Records provided>
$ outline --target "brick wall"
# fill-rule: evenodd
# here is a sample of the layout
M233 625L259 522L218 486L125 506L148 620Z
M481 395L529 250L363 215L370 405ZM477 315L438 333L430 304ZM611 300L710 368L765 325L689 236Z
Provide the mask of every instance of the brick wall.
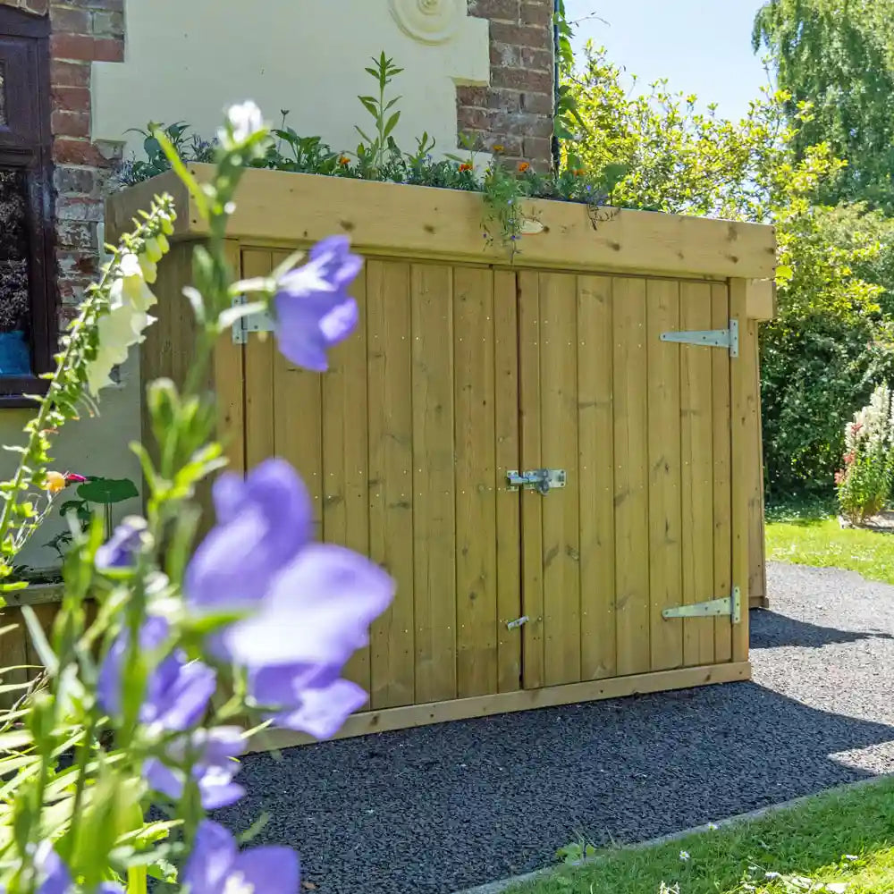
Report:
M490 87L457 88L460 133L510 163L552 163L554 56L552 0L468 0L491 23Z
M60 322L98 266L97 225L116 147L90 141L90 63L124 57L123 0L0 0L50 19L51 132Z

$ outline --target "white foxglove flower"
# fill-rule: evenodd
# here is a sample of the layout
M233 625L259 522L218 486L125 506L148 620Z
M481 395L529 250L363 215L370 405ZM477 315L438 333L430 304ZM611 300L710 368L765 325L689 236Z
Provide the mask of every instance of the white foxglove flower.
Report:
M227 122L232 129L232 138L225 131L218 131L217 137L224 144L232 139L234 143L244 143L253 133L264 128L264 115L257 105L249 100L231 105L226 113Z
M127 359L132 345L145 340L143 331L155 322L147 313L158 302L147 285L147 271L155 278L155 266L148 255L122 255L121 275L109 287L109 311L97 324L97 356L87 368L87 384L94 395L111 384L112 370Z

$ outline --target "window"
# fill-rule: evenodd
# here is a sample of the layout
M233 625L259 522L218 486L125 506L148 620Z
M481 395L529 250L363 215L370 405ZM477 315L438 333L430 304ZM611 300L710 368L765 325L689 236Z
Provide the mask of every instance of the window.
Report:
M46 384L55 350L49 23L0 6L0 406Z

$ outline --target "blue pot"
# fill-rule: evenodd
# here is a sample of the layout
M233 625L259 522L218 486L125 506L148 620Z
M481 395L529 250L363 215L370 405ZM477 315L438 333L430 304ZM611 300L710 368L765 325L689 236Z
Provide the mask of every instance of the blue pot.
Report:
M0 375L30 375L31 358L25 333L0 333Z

Task>
Lay out every line of the records above as a Markdown table with the columns Row and Line, numbering the rows and dropping blank lines. Leave the pictures out of the table.

Result below>
| Row | Line |
|---|---|
| 1 | $ outline --target "brick wall" |
| 2 | # fill-rule: evenodd |
| 3 | # here is a sample of the layout |
| 4 | M233 625L259 522L218 486L125 506L148 620Z |
| 5 | M481 395L529 250L363 215L370 405ZM477 315L438 333L430 304ZM611 300L710 368L765 325L689 236Z |
| 6 | Provide the mask of every instance of the brick wall. |
| 7 | Report: |
| 8 | M490 87L457 88L460 133L510 163L552 163L554 56L552 0L468 0L491 23Z |
| 9 | M60 322L98 266L97 225L116 147L90 141L90 63L124 57L123 0L0 0L50 19L51 132Z |
| 10 | $ outline --target "white foxglove flower" |
| 11 | # fill-rule: evenodd |
| 12 | # here is a sample of the layout |
| 13 | M233 625L259 522L218 486L125 506L148 620Z |
| 14 | M481 395L529 250L363 215L370 405ZM477 315L438 333L430 304ZM611 300L710 368L765 325L689 236Z |
| 15 | Provide the mask of every instance of the white foxglove flower. |
| 16 | Report: |
| 17 | M227 122L232 129L232 138L225 131L218 131L217 137L224 144L232 139L234 143L244 143L253 133L264 128L264 115L257 105L249 100L231 105L226 113Z |
| 18 | M127 359L132 345L145 340L143 331L155 322L147 313L158 302L147 285L147 271L155 278L155 266L148 255L122 255L121 275L109 287L109 311L97 324L97 356L87 368L87 384L94 395L111 384L112 370Z |
| 19 | $ outline --target "window" |
| 20 | # fill-rule: evenodd |
| 21 | # here is a sample of the layout |
| 22 | M233 625L259 522L218 486L125 506L148 620Z |
| 23 | M481 395L529 250L363 215L370 405ZM477 315L438 333L430 304ZM611 300L710 368L765 325L689 236Z |
| 24 | Provide the mask of every instance of the window. |
| 25 | Report: |
| 26 | M46 384L55 350L49 23L0 6L0 406Z |
| 27 | $ outline --target "blue pot" |
| 28 | # fill-rule: evenodd |
| 29 | # here is a sample of the layout |
| 30 | M233 625L259 522L218 486L125 506L148 620Z |
| 31 | M481 395L529 250L363 215L370 405ZM477 315L438 333L430 304ZM611 300L710 368L765 325L689 236Z |
| 32 | Provide the mask of every instance of the blue pot. |
| 33 | Report: |
| 34 | M0 375L30 375L31 358L25 333L0 333Z |